Assigned task 1 → According to the passage on Bishop College's mismanagement years, in what year was President Milton K. Curry Jr. acquitted?
Assigned task 2 → For each statement, say whether it agrees with the passage on Bishop College's mismanagement years, and quote the words that decide it: (a) Curry had led the college since 1952. (b) A 1987 reckoning found that most of the college's students came from Dallas. (c) The college had a large endowment to absorb a bad year.
Assigned task 3 → Pick up the account of Bishop College's mismanagement years after its last sentence and continue it.
** Extract follows **
The Mismanagement Years

The crisis that ended Bishop did not begin with a demographic chart; it began in its own administration. In the late 1970s, President Milton K. Curry Jr. — who had led the college since 1952 and through the move to Dallas — and two administrators were indicted on federal charges connected to the misuse of more than three million dollars in federal money, including student-aid funds. Curry was acquitted in 1980, and the legal record never resolved into the simple story of a stolen college; what it left instead was a governance the American Association of University Professors had already seen fit to censure and a management whose competence and integrity were, fairly or not, in permanent question. For a college whose revenue depended on federal aid flowing cleanly through its books, suspicion alone was corrosive.

Beneath the headlines, the underlying business was hollowing out. By the 1980s Bishop's enrollment had shifted heavily toward out-of-state and international students — a 1987 reckoning found that fewer than ten percent of its students came from Dallas — which meant the college had quietly lost its grip on the local community that was supposed to be its base and its constituency. An HBCU that is no longer enrolling the city around it has lost more than market share; it has lost the alumni, the churches, and the donors who keep a mission college alive between tuition checks. Debt accumulated. The federal aid that financed most of the student body was precisely the money the management scandals had called into doubt, and the institution had no endowment cushion to absorb a bad year, let alone a bad decade.
** End of Extract **
** Excerpted data follows **
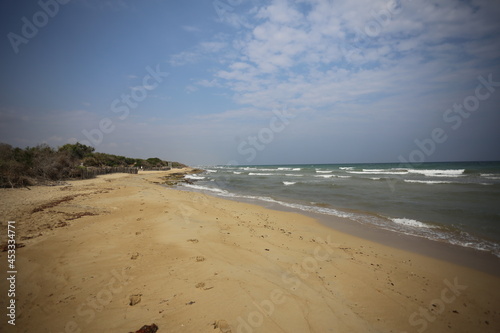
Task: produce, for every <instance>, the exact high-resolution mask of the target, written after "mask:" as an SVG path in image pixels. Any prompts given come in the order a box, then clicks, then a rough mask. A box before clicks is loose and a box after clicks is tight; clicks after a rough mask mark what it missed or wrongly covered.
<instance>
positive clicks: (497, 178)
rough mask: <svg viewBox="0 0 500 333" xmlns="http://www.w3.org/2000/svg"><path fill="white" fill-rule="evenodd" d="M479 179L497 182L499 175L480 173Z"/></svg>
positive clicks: (494, 174)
** End of Excerpted data **
Response area 1 → 1980

Response area 2 →
(a) Yes: "who had led the college since 1952"
(b) No: "fewer than ten percent of its students came from Dallas"
(c) No: "the institution had no endowment cushion to absorb a bad year"

Response area 3 →
The distinction this file insists on is that Bishop died of insolvency and lost standing, not of any single villainy proven in a courtroom. Curry was acquitted; the charges against the others ended in acquittals and a lone misdemeanor. What is documented is a financial and regulatory collapse — accumulated debt, a student body detached from its home community, and an accreditor's growing conviction that the institution could no longer meet its standards. That is a quieter and sadder verdict than fraud, and a truer one: a century-old college that could no longer manage itself solvently, watched by a community that needed it to.

December 1986, and the End

The decisive blow was administrative, delivered by letter. In December 1986 the Southern Association of Colleges and Schools revoked Bishop College's accreditation and its membership in the association. For any college this is grave; for a tuition-and-aid-dependent HBCU it is very nearly a death sentence, because accreditation is the gate to federal financial aid, and the overwhelming majority of Bishop's students paid with that aid. The same revocation cost Bishop its eligibility for United Negro College Fund support — the lifeline that helps sustain the nation's Black colleges. In a single accreditor's action, the college lost both the federal money its students brought and the philanthropic money that bridges the gap.

Bishop fought on with the only instrument it had left. In April 1987 it filed for Chapter 11 bankruptcy protection, hoping to restructure its debts and buy time to raise money and regain standing. The filing bought a final interval, not a recovery: with accreditation gone, aid cut off, and debt mounting, there was no path back to the standing that would have let students enroll and pay. The college that had survived from Reconstruction through the civil-rights era closed in 1988, in its 107th year. There was no triumphant last class to match the institution's stature — only the administrative machinery of a college being wound down, its students left to find other schools and other ways to finish, in a state where the historically Black options were already few.

The Five Factors

01
A mission college without an endowment lives one bad decade from death
Bishop survived 107 years on tuition, denominational support, and federal aid, never building the endowment that lets a college absorb scandal, enrollment dips, and debt. When all three arrived together in the 1980s, there was no cushion beneath the institution — only the next tuition check, and then not even that.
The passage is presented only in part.